Dataset records section start
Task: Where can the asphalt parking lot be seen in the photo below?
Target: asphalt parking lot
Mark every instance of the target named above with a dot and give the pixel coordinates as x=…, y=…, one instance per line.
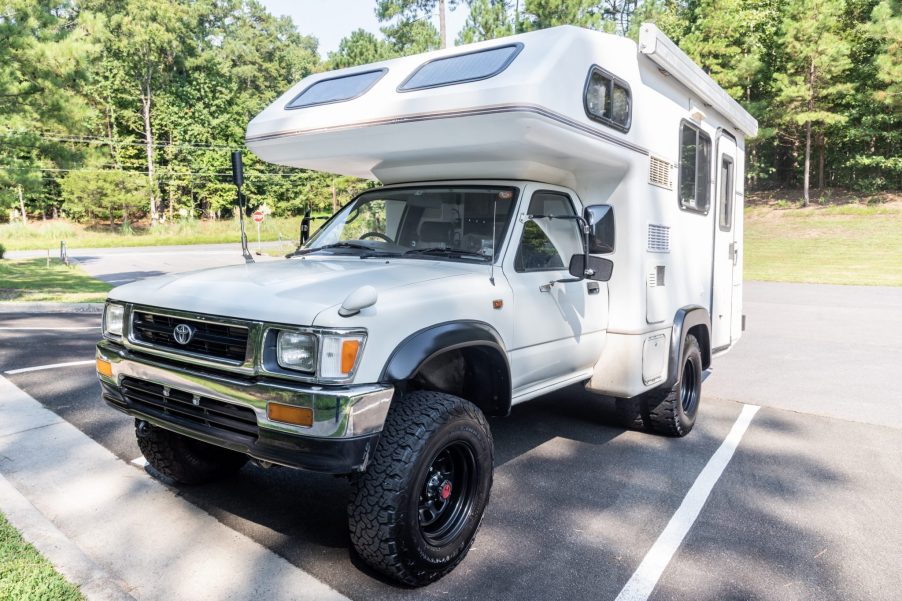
x=806, y=508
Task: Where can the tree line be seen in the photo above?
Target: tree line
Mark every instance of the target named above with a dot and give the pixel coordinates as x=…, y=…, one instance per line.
x=116, y=110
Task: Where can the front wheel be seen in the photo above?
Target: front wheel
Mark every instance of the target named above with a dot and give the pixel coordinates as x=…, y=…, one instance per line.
x=183, y=459
x=414, y=513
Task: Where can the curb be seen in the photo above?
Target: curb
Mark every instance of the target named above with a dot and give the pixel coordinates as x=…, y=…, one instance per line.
x=93, y=581
x=39, y=307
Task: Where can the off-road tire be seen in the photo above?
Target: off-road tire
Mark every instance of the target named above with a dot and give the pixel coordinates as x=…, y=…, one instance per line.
x=385, y=510
x=185, y=460
x=664, y=411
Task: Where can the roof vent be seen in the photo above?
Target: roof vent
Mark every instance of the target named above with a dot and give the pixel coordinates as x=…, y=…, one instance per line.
Dataset records section end
- What is needed -
Needed here is a verbatim copy of the data from the first line through the line with "Task: Where can the tree", without pictures.

- Response to this task -
Task: Where can the asphalt parking lot be seen in the photo below?
Target: asphalt parking lot
Mark every instance of the target named above with a dot and give the pixel coordinates as x=…, y=…, one instance per line.
x=806, y=508
Task: Where can the tree line be seen in the photo above?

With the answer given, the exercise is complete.